>>
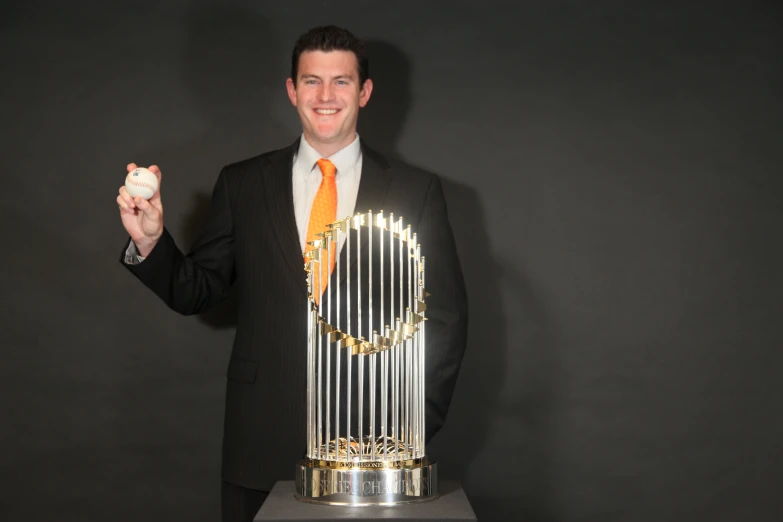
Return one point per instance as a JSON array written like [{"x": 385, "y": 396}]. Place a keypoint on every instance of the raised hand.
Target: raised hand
[{"x": 142, "y": 219}]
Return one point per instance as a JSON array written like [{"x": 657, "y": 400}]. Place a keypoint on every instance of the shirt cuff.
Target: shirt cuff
[{"x": 132, "y": 256}]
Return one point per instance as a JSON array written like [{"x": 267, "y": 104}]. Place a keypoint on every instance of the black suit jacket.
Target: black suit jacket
[{"x": 251, "y": 240}]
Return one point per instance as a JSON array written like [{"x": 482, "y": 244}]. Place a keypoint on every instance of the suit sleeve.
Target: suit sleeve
[
  {"x": 447, "y": 308},
  {"x": 195, "y": 282}
]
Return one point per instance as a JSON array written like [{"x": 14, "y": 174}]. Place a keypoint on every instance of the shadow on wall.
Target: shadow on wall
[
  {"x": 234, "y": 103},
  {"x": 519, "y": 426},
  {"x": 230, "y": 55}
]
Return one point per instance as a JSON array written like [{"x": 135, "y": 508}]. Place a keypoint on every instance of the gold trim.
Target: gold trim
[{"x": 367, "y": 465}]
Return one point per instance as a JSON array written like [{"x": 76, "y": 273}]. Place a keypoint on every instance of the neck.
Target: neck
<<
§ Problem to work on
Turn the lines above into a numbered list, starting with the line that contains "the suit sleeve." and running through the end of the entries. Leave out any blank lines.

§ Response to the task
1. Return one point per instance as a JSON array written like [{"x": 482, "y": 244}]. Place a keypoint on every instance of the suit sleeve.
2. Target: suit sleeve
3. [
4.   {"x": 447, "y": 308},
5.   {"x": 195, "y": 282}
6. ]
7. Return one point per instance as a JSON array written like [{"x": 14, "y": 174}]. Place a keypoint on every instance of the shadow on wall.
8. Target: shadow on wall
9. [
10.   {"x": 234, "y": 103},
11.   {"x": 519, "y": 426},
12.   {"x": 230, "y": 55}
13. ]
14. Return one point per instance as a JSON array written like [{"x": 135, "y": 508}]. Place a keypoint on every instance of the gold trim.
15. Target: gold trim
16. [{"x": 367, "y": 465}]
17. Return one point per instance as a JSON array written like [{"x": 76, "y": 273}]. Place a keypoint on every instance of the neck.
18. Target: neck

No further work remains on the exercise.